Excerpted data:
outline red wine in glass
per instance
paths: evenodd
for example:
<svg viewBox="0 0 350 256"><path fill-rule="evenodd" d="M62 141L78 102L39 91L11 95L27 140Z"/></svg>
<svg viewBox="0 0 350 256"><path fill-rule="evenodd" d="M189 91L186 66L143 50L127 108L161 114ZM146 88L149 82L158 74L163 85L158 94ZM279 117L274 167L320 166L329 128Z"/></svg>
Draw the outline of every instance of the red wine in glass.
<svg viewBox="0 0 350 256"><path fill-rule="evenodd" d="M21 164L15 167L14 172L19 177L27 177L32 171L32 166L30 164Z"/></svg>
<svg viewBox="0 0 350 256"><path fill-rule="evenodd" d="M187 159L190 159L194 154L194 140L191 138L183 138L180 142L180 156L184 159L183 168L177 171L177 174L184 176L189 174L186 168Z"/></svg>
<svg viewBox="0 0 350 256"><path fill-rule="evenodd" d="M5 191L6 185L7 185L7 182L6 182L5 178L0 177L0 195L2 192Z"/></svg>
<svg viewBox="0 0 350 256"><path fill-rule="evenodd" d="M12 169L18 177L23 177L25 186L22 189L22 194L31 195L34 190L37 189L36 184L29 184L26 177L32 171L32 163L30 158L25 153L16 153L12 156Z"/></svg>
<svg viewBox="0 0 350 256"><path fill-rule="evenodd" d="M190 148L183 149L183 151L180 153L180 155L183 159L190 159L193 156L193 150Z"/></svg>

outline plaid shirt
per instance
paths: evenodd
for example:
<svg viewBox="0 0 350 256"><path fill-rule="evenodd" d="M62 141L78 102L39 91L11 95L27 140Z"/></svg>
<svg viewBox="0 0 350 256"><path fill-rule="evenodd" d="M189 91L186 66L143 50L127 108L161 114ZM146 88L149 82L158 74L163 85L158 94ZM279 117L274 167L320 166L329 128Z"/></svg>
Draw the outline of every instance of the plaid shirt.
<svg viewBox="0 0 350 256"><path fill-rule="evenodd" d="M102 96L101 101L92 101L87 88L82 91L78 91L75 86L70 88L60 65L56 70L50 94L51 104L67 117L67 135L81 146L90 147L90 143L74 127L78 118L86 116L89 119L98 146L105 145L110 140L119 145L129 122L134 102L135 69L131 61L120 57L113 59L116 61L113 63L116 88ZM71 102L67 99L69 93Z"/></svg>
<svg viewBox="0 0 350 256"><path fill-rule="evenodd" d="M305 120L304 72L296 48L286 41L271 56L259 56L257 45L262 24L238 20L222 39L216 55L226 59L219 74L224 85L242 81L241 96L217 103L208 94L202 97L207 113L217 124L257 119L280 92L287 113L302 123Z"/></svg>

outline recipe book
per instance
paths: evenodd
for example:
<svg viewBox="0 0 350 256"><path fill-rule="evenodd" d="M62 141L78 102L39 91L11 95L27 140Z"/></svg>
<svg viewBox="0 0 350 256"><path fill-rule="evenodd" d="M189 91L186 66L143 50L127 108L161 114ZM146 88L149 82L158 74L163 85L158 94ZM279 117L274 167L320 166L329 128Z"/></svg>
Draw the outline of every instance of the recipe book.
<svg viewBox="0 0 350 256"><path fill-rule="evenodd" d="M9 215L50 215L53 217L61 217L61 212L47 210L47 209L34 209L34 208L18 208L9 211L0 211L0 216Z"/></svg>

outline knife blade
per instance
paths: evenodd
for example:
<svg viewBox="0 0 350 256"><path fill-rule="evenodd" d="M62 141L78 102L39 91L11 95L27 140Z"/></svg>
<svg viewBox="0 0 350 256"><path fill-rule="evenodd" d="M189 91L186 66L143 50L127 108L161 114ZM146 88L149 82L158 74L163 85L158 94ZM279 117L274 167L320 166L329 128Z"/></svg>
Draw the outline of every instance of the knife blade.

Exercise directions:
The lines from the one containing "Draw the outline of every instance of the recipe" to the final line of the listing above must be set down exactly, both included.

Worked solution:
Draw the outline of every instance of the recipe book.
<svg viewBox="0 0 350 256"><path fill-rule="evenodd" d="M9 215L50 215L53 217L61 217L61 212L47 210L47 209L34 209L34 208L18 208L9 211L0 211L0 216Z"/></svg>

outline knife blade
per instance
paths: evenodd
for example:
<svg viewBox="0 0 350 256"><path fill-rule="evenodd" d="M62 141L78 102L39 91L11 95L27 140Z"/></svg>
<svg viewBox="0 0 350 256"><path fill-rule="evenodd" d="M189 91L186 66L143 50L127 108L161 114ZM146 88L149 82L158 74L163 85L158 94ZM279 117L274 167L320 166L329 128Z"/></svg>
Draw the outline of every instance of the knife blade.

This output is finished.